Task data
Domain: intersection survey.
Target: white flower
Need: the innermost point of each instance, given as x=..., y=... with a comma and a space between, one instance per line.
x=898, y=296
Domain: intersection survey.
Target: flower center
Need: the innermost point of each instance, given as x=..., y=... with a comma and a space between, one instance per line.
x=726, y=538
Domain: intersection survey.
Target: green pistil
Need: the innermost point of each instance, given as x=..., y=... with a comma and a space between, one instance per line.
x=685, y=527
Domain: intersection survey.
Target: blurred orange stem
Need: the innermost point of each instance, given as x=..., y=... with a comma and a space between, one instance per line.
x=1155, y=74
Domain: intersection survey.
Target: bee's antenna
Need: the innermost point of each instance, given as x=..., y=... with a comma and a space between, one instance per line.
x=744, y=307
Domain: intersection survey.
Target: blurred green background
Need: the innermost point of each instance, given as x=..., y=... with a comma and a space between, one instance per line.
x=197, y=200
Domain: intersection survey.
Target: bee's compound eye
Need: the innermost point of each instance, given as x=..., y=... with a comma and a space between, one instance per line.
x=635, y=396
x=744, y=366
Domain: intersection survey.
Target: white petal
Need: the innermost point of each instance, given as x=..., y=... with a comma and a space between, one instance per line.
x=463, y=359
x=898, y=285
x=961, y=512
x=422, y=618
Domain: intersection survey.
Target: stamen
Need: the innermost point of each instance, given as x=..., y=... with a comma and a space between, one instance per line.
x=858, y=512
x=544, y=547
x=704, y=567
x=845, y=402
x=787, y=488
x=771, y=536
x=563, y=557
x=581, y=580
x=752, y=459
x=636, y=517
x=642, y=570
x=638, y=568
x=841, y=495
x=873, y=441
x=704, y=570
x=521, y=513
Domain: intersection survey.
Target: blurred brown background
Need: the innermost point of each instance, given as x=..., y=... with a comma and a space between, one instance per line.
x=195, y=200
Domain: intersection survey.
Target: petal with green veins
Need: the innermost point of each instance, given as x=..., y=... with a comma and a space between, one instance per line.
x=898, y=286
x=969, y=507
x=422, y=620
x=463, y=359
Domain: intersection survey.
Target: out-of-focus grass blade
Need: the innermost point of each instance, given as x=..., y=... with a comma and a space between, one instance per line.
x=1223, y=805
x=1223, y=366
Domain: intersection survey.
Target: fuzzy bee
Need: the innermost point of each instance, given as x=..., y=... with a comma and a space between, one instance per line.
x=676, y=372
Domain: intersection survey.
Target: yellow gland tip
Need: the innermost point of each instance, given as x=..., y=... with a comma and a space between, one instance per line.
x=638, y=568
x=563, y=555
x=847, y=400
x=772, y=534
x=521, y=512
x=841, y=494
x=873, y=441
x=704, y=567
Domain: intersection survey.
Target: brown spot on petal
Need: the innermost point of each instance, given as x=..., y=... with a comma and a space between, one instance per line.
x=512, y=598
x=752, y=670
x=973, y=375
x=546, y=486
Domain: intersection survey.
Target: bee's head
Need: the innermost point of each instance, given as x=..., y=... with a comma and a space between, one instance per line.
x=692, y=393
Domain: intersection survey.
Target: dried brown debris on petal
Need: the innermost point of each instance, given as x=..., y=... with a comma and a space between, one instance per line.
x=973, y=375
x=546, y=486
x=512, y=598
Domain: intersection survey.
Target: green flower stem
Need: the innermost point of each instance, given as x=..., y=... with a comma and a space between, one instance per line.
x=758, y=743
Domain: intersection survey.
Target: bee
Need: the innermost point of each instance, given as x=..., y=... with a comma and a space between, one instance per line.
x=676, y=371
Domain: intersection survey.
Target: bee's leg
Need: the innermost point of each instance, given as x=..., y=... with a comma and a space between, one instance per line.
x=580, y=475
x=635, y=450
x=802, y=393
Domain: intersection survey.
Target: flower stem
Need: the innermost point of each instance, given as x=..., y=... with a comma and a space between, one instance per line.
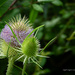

Goal
From the rows above, pull out every line that contains the word "petal" and copy each one unchanged.

Task answer
Target: white petal
Target: petal with green veins
Target: brown spot on petal
Target: dried brown debris on petal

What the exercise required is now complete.